Page text:
--
Because each row is assigned a bucket independently, for very small datasets the proportions may not be as desired. This should not be an issue as data used for 'iblm' must be reasonably large.
Value
A named list with three elements:
- train
A data frame containing the training subset
- validate
A data frame containing the validation subset
- test
A data frame containing the test subset
Examples
# Using 'mtcars'
split_into_train_validate_test(
mtcars,
train_prop = 0.6,
validate_prop = 0.2,
test_prop = 0.2,
seed = 9000
)
Custom ggplot2 Theme for IBLM
Description
Custom ggplot2 Theme for IBLM
Usage
theme_iblm()
Value
A ggplot2 theme object that can be added to plots.
Train IBLM Model on XGBoost
Description
This function trains an interpretable boosted linear model.
The function combines a Generalized Linear Model (GLM) with a booster model of XGBoost
The "booster" model is trained on: - actual responses / GLM predictions, when the link function is log - actual responses - GLM predictions, when the link function is identity
Usage
train_iblm_xgb(
df_list,
response_var,
family = "poisson",
params = list(),
nrounds = 1000,
obj = NULL,
feval = NULL,
verbose = 0,
print_every_n = 1L,
early_stopping_rounds = 25,
maximize = NULL,
save_period = NULL,
save_name = "xgboost.model",
xgb_model = NULL,
callbacks = list(),
...,
strip_glm = TRUE
)
--
Problem A: Rewrite the paragraph of the IBLM documentation that begins "Because each row is assigned a bucket independently" in fewer words, keeping its main facts.
Problem B: Repeat word for word the part of the IBLM documentation starting at "Because each row" and ending at "be reasonably large.".
Problem C: Go on with the IBLM documentation from the point where it stops.
The data after this point come from a separate source.

Recorded data:
--
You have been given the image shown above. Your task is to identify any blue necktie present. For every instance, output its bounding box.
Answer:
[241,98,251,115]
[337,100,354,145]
--
Written answer A: Rows are assigned to buckets independently, so very small datasets may not split in the intended proportions. This is not a problem, because data for 'iblm' must be reasonably large.

Written answer B:
Because each row is assigned a bucket independently, for very small datasets the proportions may not be as desired. This should not be an issue as data used for 'iblm' must be reasonably large.

Written answer C:
Arguments
df_list |
A named list containing training and validation datasets. Must have elements named "train" and "validate", each containing df_list frames with the same structure. This item is naturally output from the function [split_into_train_validate_test()] |
response_var |
Character string specifying the name of the response variable column in the datasets. The string MUST appear in both 'df_list$train' and 'df_list$validate'. |
family |
Character string specifying the distributional family for the model. Currently only "poisson", "gamma", "tweedie" and "gaussian" is fully supported. See details for how this impacts fitting. |
params |
Named list of additional parameters to pass to xgb.train. Note that train_iblm_xgb will select "objective" and "base_score" for you depending on 'family' (see details section). However you may overwrite these (do so with caution) |
nrounds, obj, feval, verbose, print_every_n, early_stopping_rounds, maximize, save_period, save_name, xgb_model, callbacks, ... |
These are passed directly to xgb.train |
strip_glm |
TRUE/FALSE, whether to strip superfluous data from the 'glm_model' object saved within 'iblm' class that is output. Only serves to reduce memory constraints. |
Details
The 'family' argument will be fed into the GLM fitting. Default values for the XGBoost fitting are also selected based on family.
Note: Any xgboost configuration below will be overwritten by any explicit arguments input via 'params'
For "poisson" family the link function is 'log' and XGBoost is configured with:
objective: "count:poisson"
base_score: 1
For "gamma" family the link function is 'log' and XGBoost is configured with:
objective: "reg:gamma"
base_score: 1
For "tweedie" family the link function is 'log' (with a var.power = 1.5) and XGBoost is configured with:
objective: "reg:tweedie"
base_score: 1
tweedie_variance_power = 1.5
For "gaussian" family the link function is 'identity' and XGBoost is configured with:
objective: "reg:squarederror"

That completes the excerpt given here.